**READING TEXT:**
^^^^
That’s what me and my sisters always say when something crappy happens and one of us reads too much into it!

We started saying this because one time one of us sisters was going through a really REALLY difficult time, both personally and professionally. We made “sister cookies” (homemade chocolate chip cookies made with browned salted butter especially made by sisters for sisters…yummmmmm) and after they finished cooling we were excited to enjoy this particular simple pleasure! …Except when she picked up her cookie it slipped to the floor and crumbled into a million pieces. My sister burst into tears, all the things falling apart in her own life mimicked by this cookie that couldn’t keep it all together.

As she burst into tears I felt mad at the cookie, mad at the situation, sad for my sister, wanting at least one perfect cookie for her. Then I rememebred we had a whole sheet pan of cookies! I realized (like Freud, I guess) a cookie is just a cookie, and there are more cookies available. That’s when I told my sister (in the bossy fashion of the firstborn that I am) “Don’t take it as a metaphor for your life!”

The humor lightened the mood but it also snapped us back into a healthier perspective. When everything is difficult it’s easy to start believing a negative storyline about our lives. We notice broken cookies and use them to prove our negative storylines. The thing is, we only do this when we don’t believe there are more cookies. We forget there is always more available to us whether we realize it or not. We have a choice to believe all is lost OR to clean up the mess and reach for another cookie.
^^^^
**Entries for labeling bounding boxes:**
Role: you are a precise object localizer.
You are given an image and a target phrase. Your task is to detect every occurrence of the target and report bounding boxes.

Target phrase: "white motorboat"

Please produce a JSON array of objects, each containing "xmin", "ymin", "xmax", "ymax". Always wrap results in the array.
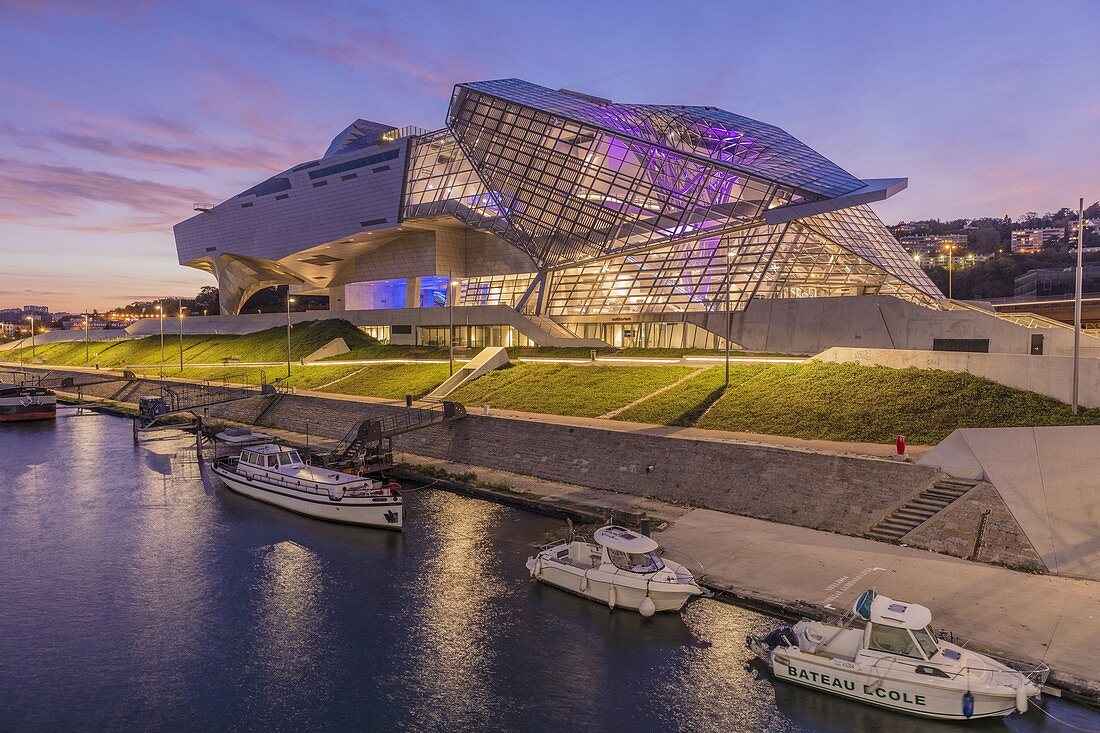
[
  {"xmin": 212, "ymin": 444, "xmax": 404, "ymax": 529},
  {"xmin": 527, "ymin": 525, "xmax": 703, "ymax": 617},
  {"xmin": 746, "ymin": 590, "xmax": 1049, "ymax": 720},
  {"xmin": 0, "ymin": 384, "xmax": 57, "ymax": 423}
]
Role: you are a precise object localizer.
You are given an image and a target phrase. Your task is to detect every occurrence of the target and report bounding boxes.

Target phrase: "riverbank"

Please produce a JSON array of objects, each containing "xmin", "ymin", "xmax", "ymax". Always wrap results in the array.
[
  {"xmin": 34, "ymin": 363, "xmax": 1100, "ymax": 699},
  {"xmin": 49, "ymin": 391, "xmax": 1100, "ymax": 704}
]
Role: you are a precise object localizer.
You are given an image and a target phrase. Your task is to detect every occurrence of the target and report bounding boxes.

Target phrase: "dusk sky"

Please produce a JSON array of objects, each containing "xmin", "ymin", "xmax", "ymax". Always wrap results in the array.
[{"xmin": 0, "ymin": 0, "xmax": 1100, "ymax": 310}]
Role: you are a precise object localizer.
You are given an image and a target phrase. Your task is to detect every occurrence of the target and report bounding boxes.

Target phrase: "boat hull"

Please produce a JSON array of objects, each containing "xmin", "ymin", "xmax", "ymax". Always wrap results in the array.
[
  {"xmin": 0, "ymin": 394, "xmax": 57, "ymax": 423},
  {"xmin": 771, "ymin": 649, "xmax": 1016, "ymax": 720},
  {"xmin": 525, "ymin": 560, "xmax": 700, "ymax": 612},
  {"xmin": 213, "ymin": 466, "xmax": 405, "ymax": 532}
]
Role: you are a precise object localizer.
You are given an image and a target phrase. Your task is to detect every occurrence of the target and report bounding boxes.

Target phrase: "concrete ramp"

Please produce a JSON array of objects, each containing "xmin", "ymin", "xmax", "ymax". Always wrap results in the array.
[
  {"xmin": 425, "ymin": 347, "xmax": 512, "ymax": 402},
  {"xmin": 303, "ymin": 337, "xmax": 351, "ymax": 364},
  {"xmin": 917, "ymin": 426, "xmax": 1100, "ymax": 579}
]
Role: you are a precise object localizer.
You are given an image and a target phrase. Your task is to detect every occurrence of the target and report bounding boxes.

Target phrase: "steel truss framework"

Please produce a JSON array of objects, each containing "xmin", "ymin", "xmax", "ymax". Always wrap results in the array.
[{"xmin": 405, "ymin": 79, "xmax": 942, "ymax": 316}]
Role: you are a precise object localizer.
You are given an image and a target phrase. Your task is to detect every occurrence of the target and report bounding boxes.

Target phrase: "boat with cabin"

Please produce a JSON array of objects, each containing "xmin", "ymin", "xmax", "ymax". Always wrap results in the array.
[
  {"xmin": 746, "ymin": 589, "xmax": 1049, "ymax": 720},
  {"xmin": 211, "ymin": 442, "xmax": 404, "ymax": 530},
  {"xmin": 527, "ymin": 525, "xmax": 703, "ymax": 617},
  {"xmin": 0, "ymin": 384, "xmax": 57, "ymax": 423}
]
^^^^
**WORK INSTRUCTIONS:**
Extend the broken-cookie story from where it stops, keeping its personal voice.

**ANSWER:**
Easy advice to give, not as easy to take. I used to have cystic acne. My mom would take me to a dermatologist and I would get steroid injections because the huge painful cysts would last for weeks on my face. In high school. You can imagine how fun that was.

I don’t like to think of myself as dramatic, but the combination of acne, adolescence, and high school insecurities created fertile ground for exaggerated thoughts. After months of no relief, I began to imagine there was something really bad inside me, something so sinful and wrong that I could hide with good behavior but still showed through the painful sores on my skin. I was afraid the acne was a metaphor for my life: doing everything I could but the “truth of my ugliness” still showed through.

As I bought into this story I found “proof” in other places. I misunderstood examples from Jesus’s Sermon on the Mount, about how the law says don’t kill but if you still have hate in your heart then you are guilty of murder.

I remember thinking I was worse than even murderers because, despite knowing better, I still felt mad sometimes. I didn’t understand the difference of being mad about something and feeling hatred, and in my emotional immaturity I took the acne was a metaphor of this deep negativity in my life.

What a load of crap: not only dealing with acne and negative emotions, but then adding guilt and shame to the mix. I don’t believe Jesus’s intention was for me to take my cystic acne as a metaphor for my life- I now know that story is a total lie.

I’ve learned to not be afraid of my emotions; to pay attention to my feelings instead of judging myself for them. To hold them up, examine them with curiosity, and learn from them. Often a negative emotion is simply the uncomfortable expression of an unmet, valid need.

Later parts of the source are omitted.